Stored records

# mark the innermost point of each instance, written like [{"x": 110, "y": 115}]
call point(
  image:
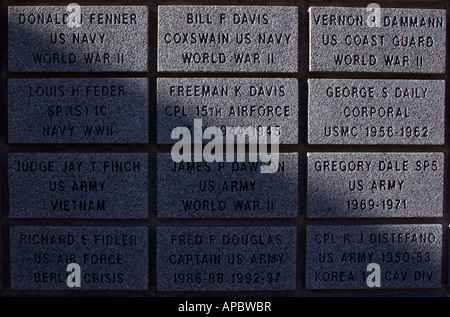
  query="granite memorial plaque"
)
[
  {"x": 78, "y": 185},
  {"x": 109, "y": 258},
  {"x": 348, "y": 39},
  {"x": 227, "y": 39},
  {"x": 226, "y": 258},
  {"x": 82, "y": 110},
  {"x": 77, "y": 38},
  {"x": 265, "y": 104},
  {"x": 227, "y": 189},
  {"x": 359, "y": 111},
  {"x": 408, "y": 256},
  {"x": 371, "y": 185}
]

* [What is being asked]: Switch "granite" to "bronze" and write out all the records again, keeping everything else the same. Leave the pictures out of your answer.

* [Final result]:
# mark the innermost point of each instance, written like [{"x": 110, "y": 115}]
call point(
  image:
  query="bronze memorial plaque"
)
[
  {"x": 78, "y": 185},
  {"x": 109, "y": 258},
  {"x": 348, "y": 39},
  {"x": 227, "y": 39},
  {"x": 226, "y": 258},
  {"x": 82, "y": 110},
  {"x": 77, "y": 38},
  {"x": 265, "y": 104},
  {"x": 227, "y": 189},
  {"x": 359, "y": 111},
  {"x": 408, "y": 256},
  {"x": 371, "y": 185}
]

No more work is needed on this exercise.